**Region annotation entries**.
____

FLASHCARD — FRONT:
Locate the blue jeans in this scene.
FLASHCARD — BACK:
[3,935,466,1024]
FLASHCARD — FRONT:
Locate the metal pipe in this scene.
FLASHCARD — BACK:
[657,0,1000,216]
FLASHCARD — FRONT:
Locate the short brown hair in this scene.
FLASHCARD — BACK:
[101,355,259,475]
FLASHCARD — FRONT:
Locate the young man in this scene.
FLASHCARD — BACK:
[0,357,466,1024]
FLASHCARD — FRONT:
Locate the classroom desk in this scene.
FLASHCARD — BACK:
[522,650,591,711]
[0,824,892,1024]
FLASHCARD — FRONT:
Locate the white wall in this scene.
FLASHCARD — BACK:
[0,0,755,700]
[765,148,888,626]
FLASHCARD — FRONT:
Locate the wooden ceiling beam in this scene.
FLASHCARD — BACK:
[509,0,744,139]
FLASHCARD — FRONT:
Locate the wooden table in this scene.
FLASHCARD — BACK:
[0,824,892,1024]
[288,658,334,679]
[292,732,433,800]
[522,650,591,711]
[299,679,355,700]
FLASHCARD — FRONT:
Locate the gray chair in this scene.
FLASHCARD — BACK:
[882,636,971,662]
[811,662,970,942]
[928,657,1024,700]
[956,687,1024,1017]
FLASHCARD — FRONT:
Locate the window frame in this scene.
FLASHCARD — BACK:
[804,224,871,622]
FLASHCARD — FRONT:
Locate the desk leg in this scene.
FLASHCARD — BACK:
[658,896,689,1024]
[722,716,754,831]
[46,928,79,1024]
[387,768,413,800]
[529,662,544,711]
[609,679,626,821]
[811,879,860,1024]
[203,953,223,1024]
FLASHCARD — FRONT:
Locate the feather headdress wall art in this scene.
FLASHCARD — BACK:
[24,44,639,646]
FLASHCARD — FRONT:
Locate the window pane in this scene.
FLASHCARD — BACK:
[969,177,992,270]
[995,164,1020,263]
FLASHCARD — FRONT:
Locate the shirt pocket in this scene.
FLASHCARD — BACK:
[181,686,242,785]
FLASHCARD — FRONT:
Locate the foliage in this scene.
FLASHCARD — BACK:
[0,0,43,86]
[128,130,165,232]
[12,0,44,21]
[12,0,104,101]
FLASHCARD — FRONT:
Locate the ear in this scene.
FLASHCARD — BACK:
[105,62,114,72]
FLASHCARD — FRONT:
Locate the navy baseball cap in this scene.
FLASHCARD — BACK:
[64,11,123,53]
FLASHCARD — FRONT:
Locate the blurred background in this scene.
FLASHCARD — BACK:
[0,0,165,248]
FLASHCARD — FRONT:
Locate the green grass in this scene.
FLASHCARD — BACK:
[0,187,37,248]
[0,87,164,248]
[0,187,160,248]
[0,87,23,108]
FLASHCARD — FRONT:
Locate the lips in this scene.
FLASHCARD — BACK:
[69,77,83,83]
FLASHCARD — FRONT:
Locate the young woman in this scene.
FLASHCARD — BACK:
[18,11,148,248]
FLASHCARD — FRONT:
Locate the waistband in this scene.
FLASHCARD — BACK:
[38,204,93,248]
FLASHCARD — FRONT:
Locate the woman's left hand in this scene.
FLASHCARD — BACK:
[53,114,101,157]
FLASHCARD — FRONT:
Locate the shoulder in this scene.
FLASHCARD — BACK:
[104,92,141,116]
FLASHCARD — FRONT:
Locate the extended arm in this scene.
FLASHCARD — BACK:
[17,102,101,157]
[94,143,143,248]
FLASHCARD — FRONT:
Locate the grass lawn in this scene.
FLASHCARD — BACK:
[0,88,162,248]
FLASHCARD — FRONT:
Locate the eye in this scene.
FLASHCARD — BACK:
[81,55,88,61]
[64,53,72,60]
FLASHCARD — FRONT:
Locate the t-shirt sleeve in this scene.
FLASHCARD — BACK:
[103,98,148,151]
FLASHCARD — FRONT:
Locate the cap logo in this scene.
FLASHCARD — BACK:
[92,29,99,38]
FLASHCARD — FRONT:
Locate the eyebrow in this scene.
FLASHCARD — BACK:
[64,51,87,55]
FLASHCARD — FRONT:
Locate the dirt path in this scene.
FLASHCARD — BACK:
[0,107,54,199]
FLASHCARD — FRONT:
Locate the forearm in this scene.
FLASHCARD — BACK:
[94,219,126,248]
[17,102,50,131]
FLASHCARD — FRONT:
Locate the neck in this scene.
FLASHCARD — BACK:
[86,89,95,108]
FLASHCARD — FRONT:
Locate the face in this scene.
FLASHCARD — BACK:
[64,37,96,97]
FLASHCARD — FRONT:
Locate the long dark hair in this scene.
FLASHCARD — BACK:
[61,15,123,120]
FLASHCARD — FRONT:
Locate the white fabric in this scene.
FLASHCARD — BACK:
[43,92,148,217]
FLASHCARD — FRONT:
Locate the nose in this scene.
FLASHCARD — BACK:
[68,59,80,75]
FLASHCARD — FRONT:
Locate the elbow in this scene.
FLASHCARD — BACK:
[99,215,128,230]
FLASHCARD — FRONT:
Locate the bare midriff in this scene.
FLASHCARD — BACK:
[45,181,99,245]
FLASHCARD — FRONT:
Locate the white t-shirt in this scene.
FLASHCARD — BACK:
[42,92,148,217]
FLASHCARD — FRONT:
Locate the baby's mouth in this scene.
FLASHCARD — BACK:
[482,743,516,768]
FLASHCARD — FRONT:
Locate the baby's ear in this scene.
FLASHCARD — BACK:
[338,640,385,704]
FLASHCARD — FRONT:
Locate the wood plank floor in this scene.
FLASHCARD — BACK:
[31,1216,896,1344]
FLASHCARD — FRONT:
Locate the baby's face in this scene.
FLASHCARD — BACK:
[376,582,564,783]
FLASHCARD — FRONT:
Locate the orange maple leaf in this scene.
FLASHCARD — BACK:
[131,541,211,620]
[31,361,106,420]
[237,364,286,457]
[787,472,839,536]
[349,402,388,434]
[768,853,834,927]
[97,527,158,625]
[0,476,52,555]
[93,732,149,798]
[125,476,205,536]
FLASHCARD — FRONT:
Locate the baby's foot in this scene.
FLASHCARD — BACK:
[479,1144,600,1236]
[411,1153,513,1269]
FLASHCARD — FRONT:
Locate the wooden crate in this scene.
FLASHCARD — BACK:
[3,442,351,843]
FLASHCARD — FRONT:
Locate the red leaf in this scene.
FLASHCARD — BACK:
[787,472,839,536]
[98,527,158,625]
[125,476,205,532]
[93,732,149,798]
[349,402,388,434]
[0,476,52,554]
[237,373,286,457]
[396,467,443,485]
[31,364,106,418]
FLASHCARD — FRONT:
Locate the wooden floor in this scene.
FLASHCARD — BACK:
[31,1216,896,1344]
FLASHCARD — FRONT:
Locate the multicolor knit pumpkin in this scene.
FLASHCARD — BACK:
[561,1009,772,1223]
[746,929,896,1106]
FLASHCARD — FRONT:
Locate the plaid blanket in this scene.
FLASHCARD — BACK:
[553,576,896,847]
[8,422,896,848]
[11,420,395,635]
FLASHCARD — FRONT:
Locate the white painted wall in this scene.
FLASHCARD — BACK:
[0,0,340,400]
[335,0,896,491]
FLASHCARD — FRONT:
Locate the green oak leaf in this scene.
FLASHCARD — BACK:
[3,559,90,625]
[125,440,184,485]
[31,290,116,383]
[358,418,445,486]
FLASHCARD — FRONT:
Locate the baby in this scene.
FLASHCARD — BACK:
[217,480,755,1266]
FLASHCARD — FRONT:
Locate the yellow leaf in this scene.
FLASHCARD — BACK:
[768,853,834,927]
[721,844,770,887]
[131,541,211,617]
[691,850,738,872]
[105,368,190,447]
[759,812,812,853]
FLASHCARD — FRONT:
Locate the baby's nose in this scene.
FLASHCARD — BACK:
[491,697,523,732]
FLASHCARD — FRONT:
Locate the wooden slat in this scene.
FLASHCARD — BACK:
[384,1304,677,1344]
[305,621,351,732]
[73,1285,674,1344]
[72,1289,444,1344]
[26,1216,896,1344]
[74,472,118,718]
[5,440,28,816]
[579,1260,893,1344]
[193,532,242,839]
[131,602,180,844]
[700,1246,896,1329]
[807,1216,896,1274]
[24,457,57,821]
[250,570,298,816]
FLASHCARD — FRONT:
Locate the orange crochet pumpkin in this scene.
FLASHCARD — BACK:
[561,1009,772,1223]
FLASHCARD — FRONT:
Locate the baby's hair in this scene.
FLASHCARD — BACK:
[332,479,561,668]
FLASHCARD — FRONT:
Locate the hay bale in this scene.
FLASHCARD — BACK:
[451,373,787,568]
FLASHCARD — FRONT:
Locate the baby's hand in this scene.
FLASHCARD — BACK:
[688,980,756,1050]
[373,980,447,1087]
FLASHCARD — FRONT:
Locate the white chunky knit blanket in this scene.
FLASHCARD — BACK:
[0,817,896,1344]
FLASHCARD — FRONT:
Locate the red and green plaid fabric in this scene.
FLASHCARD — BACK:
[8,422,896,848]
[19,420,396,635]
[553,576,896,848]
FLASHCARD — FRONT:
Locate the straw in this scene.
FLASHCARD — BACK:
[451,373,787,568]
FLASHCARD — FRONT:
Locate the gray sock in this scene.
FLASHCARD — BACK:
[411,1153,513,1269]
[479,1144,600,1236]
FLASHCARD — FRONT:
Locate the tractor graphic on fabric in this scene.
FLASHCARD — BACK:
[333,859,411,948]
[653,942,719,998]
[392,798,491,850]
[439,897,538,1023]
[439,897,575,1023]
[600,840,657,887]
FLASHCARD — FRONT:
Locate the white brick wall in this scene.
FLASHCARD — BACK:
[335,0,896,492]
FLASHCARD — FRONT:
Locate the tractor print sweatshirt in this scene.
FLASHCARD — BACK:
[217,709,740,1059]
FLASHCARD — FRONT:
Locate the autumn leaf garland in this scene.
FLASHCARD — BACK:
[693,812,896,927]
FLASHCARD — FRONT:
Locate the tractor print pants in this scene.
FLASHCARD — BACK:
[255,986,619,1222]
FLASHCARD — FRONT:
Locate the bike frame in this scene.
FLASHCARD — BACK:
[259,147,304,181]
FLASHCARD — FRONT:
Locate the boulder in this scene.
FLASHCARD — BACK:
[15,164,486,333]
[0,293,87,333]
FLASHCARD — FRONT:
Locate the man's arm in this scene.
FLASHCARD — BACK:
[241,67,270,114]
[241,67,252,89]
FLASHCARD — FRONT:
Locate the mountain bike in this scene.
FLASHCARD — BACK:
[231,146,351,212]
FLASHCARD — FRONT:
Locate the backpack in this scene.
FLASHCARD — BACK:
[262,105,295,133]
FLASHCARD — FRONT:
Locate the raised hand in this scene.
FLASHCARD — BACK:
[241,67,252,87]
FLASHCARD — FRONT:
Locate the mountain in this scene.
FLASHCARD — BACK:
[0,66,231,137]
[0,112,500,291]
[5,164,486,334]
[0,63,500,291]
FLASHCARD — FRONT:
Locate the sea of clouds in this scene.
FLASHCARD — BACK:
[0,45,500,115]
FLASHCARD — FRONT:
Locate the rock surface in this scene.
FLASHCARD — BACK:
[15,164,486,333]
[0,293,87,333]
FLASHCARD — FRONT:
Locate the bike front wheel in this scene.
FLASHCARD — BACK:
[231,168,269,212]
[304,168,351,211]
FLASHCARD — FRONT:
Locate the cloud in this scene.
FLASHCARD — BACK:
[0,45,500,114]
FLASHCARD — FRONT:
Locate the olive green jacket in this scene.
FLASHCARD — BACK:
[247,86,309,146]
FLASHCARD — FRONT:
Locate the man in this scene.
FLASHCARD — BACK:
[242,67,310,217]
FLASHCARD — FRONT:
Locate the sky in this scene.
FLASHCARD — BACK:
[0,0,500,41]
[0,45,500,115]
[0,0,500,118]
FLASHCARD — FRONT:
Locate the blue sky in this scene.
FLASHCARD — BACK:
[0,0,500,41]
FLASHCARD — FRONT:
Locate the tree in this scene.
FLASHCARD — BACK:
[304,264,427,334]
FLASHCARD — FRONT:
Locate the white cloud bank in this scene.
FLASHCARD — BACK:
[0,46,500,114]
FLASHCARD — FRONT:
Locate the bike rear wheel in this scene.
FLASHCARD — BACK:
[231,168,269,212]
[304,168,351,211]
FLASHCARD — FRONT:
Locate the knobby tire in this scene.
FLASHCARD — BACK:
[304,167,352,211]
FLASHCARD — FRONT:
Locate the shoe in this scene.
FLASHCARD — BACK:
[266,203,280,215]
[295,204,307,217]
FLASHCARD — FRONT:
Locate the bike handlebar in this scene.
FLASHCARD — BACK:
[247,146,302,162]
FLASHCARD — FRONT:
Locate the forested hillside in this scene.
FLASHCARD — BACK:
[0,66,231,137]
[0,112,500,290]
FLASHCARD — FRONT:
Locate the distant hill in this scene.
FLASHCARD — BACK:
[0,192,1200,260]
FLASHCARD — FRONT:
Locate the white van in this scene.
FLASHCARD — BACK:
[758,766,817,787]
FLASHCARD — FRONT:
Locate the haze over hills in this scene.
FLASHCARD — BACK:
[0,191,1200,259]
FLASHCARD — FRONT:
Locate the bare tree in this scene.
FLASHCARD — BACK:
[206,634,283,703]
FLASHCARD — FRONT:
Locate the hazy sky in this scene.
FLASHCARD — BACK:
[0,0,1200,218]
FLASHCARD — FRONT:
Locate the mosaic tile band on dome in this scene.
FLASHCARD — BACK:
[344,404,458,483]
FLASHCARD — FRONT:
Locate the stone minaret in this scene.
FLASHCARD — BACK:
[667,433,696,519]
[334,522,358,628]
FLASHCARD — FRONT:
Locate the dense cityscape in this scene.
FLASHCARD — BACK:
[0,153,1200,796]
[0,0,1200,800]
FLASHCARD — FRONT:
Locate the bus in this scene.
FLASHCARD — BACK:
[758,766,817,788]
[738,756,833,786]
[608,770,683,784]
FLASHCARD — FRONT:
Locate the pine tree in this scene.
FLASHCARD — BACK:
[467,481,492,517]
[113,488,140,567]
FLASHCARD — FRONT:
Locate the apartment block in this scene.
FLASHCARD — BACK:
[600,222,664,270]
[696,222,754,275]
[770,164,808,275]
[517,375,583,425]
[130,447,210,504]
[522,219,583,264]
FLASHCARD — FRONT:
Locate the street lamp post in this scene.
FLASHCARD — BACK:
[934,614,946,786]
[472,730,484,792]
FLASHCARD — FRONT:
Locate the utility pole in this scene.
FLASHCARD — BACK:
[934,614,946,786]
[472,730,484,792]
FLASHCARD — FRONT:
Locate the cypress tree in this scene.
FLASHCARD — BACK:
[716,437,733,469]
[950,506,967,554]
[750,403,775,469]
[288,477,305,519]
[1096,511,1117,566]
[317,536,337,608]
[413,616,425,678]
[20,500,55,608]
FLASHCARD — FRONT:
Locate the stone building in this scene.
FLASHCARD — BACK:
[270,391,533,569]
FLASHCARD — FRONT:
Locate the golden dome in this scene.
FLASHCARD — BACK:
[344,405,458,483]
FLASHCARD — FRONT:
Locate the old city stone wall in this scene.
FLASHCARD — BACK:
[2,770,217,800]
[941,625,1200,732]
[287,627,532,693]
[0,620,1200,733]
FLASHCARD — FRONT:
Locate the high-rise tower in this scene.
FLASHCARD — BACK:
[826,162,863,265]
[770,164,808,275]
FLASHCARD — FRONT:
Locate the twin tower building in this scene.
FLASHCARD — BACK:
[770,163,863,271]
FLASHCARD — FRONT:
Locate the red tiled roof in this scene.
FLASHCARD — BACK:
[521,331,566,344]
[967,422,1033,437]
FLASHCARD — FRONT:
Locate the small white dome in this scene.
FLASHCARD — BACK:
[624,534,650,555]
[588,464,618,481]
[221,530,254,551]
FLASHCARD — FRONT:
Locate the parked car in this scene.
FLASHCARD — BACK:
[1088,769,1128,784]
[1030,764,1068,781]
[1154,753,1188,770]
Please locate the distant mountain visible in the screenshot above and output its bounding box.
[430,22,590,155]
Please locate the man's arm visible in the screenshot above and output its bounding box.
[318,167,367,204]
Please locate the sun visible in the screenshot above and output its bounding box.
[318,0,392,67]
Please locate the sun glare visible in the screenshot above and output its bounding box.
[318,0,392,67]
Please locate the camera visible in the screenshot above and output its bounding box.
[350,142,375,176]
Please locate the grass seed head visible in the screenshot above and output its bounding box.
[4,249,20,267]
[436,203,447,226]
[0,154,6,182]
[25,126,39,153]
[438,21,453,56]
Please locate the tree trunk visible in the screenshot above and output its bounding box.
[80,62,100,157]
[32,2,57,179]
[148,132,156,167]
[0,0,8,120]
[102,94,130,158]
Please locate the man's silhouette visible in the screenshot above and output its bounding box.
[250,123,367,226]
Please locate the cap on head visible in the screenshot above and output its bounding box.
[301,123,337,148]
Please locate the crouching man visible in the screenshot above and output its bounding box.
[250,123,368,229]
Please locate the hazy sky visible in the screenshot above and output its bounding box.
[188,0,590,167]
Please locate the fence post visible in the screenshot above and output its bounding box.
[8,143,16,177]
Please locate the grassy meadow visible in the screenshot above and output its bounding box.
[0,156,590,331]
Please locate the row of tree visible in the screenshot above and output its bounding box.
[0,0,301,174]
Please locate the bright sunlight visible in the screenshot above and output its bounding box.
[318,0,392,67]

____

**PROBLEM DETAILS**.
Rewrite the data from the line with "Please locate the man's arm" through the line with "[301,123,337,148]", changing "man's" to "person's" and keeping all else the same.

**RESULT BELOW**.
Please locate the person's arm visible in the screenshot above and output its bounding box.
[318,167,367,204]
Please locate the sun visible in the screenshot above and output its bounding box.
[318,0,392,67]
Please locate the sun glare visible in the screenshot above and output its bounding box.
[318,0,392,67]
Please locate the camera visible in the screenshot above and output its bounding box.
[350,142,375,176]
Please locate the grass seed head visible in the screenshot above and output its bounding box.
[4,249,20,267]
[436,203,447,226]
[0,154,6,182]
[25,126,39,153]
[438,21,453,56]
Please locate the tree trunk visible in the screenshot above and output its bounding box.
[80,62,100,157]
[32,2,57,179]
[148,132,156,167]
[0,0,8,120]
[102,94,130,158]
Please locate the person's silhouette visible in the screenshot above and output its bounding box.
[250,123,367,226]
Please locate the cap on head visible in the screenshot above and output its bounding box.
[301,123,337,148]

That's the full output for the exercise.